## Aufgabenstellung
1 > Beantworte anhand des Seitenauszugs kurz diese Fragen:
(a) Welches Volk durfte über den Lissabonner Vertrag abstimmen?
(b) Woran scheiterten die Bemühungen um einen EU-weiten Volksentscheid?
(c) In was für eine Krise ist die EU laut dem Seitenauszug gestürzt?
2 > Erkläre in ein bis drei Sätzen, warum es laut dem Seitenauszug nicht verwundert, dass immer mehr Menschen der EU ihr Vertrauen entziehen.
3 > Schreib aus dem Seitenauszug die Stelle ab, die mit „Wir können das“ anfängt und bis einschließlich „geht es weiter?“ geht.

## Seitenauszug

────────────────────────────────────────

So! Die Zeitung der LINKEN in Sachsen, Ausg.Juli 2008

Sylvia-Yvonne Kaufmann zur Abstimmung über den Lissaboner Vertrag

Wir können das irische Volk nur beglückwünschen. Es durfte über den Lissabonner Vertrag abstimmen. Uns wurde dieses demokratische Recht verwehrt. All unsere Bemühungen, auch im Europaparlament, einen EU-weiten Volksentscheid herbeizuführen, scheiterten an der ablehnenden Haltung der nationalen Staats- und Regierungschefs, wobei sich die Bundesregierung besonders abweisend verhielt. Von daher verwundert es nicht, dass immer mehr Menschen der EU ihr Vertrauen entziehen und nationalistische Demagogen Aufwind erfahren. Die EU stürzte in eine selbstverschuldete Legitimationskrise, deren Folgen noch nicht absehbar sind. Das ist die eine Seite der Medaille. Aber es gibt noch eine zweite, die eher Fragen aufwirft. Wie kam es zu dem Nein, was verbirgt sich dahinter und wie geht es weiter?

────────────────────────────────────────

## Material

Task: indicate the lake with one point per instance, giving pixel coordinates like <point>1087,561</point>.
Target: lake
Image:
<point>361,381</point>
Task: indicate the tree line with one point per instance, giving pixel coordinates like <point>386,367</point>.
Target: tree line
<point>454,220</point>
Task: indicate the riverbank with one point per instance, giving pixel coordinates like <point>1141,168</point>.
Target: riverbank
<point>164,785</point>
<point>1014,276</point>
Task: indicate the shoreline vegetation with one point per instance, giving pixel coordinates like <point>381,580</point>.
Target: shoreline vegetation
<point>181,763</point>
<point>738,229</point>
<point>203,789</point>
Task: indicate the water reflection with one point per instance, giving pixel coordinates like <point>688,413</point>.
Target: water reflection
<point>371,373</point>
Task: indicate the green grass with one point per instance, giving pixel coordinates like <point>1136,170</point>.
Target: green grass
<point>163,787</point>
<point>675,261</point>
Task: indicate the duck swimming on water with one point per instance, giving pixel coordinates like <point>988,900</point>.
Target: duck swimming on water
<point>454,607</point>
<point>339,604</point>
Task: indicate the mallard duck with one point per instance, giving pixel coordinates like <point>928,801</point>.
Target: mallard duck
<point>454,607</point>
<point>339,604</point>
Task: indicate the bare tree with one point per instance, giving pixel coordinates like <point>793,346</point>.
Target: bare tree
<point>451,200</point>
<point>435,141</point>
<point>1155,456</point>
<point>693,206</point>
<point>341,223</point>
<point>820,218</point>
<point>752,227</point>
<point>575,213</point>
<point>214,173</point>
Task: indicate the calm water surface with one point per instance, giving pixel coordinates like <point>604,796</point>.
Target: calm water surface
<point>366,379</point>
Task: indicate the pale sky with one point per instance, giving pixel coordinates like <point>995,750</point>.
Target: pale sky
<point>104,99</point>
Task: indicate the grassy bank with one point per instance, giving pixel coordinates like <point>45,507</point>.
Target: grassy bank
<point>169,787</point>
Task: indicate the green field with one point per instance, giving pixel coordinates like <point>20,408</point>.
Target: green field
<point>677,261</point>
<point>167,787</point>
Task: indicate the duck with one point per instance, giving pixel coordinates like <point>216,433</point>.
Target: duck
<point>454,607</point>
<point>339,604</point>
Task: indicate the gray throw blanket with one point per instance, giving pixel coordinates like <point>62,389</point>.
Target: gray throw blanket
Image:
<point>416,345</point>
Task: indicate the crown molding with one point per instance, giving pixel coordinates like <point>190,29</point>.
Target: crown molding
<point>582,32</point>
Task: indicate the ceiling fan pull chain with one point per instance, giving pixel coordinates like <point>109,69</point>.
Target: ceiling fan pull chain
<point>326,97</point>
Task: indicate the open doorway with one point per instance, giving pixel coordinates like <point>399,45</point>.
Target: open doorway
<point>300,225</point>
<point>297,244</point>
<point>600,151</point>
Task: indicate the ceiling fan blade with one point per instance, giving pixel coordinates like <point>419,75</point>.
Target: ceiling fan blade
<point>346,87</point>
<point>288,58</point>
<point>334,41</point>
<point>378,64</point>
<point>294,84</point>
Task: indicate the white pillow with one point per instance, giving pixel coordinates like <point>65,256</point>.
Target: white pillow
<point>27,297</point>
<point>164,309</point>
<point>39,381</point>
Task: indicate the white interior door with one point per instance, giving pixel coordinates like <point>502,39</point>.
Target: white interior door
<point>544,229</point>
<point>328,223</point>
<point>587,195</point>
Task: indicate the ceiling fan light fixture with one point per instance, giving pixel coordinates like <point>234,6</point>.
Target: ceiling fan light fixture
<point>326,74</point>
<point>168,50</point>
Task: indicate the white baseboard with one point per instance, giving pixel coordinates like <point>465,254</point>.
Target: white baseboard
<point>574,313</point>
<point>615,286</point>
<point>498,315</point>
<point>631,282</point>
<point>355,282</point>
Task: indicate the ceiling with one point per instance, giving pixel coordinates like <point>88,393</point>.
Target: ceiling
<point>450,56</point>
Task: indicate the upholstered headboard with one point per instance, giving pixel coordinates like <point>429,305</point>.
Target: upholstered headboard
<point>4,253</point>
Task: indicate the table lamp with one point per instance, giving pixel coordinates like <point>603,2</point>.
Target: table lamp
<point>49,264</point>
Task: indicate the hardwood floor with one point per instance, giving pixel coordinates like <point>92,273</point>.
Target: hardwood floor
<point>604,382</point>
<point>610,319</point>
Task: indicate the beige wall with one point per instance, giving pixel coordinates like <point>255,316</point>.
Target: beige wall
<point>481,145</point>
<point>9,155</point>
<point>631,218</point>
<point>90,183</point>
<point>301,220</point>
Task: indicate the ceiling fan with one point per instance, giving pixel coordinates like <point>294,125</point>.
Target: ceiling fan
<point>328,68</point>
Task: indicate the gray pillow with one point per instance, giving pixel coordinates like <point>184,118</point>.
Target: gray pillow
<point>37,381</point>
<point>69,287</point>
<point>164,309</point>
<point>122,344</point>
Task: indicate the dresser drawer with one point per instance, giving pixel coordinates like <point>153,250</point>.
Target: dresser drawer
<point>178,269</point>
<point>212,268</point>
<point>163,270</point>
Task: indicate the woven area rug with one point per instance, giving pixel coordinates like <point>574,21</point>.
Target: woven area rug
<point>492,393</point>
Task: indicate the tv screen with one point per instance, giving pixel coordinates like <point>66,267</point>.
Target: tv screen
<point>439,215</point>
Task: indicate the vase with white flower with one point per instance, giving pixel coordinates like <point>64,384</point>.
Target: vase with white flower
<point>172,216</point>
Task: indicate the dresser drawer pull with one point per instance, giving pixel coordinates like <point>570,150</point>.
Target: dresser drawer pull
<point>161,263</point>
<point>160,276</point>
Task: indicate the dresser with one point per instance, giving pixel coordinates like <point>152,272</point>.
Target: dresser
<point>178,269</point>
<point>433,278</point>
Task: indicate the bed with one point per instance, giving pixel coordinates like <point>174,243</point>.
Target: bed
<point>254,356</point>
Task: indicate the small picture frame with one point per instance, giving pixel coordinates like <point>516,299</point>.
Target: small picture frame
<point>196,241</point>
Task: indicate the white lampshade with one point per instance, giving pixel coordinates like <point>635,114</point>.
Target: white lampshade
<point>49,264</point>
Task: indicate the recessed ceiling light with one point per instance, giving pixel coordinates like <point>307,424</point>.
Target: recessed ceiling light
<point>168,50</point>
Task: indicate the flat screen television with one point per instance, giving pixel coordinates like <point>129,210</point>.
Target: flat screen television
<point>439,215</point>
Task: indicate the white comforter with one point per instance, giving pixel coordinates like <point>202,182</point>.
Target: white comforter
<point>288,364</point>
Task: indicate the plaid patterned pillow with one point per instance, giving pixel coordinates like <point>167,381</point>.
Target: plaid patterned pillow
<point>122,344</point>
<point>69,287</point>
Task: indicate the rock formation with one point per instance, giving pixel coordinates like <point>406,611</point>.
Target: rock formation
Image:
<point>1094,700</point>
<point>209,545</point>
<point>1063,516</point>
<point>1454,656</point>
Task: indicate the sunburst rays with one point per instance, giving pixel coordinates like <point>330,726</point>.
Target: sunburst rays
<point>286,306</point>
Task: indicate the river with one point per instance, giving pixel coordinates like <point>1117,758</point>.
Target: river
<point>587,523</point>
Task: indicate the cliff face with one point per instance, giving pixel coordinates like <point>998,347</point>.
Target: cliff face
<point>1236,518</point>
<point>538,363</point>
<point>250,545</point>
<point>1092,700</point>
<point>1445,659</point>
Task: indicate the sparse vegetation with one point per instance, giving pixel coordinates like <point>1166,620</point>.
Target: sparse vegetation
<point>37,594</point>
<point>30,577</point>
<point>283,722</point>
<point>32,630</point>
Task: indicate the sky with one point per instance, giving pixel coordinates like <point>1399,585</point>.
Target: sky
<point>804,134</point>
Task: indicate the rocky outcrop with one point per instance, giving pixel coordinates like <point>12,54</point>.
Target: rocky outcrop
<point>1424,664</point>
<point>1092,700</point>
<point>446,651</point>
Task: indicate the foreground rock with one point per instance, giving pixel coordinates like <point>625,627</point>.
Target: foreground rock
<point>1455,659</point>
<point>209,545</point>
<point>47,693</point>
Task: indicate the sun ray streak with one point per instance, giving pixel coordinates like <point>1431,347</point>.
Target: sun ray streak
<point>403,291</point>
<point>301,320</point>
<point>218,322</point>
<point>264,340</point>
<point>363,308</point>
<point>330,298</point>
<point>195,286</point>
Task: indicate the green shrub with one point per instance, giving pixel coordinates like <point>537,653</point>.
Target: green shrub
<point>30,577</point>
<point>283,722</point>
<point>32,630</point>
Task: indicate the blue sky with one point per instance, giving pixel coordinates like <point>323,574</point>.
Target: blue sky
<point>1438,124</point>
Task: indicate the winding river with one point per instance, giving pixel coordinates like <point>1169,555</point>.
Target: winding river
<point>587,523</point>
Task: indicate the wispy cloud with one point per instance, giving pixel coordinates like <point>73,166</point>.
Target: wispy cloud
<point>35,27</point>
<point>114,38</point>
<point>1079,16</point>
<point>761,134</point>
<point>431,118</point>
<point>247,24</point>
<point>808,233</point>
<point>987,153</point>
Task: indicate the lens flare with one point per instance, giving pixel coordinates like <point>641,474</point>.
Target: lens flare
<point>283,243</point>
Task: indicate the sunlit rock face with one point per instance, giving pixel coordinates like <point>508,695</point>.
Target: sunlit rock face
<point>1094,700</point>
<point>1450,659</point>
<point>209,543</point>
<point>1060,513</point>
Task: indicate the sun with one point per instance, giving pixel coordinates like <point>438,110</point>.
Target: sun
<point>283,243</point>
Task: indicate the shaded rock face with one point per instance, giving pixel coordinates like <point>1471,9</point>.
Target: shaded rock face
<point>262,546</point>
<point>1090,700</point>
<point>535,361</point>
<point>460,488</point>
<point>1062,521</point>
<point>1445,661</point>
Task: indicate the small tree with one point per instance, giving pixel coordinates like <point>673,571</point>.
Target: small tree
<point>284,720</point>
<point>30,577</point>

────────────────────────────────────────

## Die Lösungen
1 >
(a) Das irische Volk.
(b) An der ablehnenden Haltung der nationalen Staats- und Regierungschefs, wobei sich die Bundesregierung besonders abweisend verhielt.
(c) In eine selbstverschuldete Legitimationskrise.

2 > Den Menschen wurde das demokratische Recht verwehrt, über den Lissabonner Vertrag abzustimmen. Alle Bemühungen um einen EU-weiten Volksentscheid scheiterten an der ablehnenden Haltung der nationalen Staats- und Regierungschefs.

3 >
Wir können das irische Volk nur beglückwünschen. Es durfte über den Lissabonner Vertrag abstimmen. Uns wurde dieses demokratische Recht verwehrt. All unsere Bemühungen, auch im Europaparlament, einen EU-weiten Volksentscheid herbeizuführen, scheiterten an der ablehnenden Haltung der nationalen Staats- und Regierungschefs, wobei sich die Bundesregierung besonders abweisend verhielt. Von daher verwundert es nicht, dass immer mehr Menschen der EU ihr Vertrauen entziehen und nationalistische Demagogen Aufwind erfahren. Die EU stürzte in eine selbstverschuldete Legitimationskrise, deren Folgen noch nicht absehbar sind. Das ist die eine Seite der Medaille. Aber es gibt noch eine zweite, die eher Fragen aufwirft. Wie kam es zu dem Nein, was verbirgt sich dahinter und wie geht es weiter?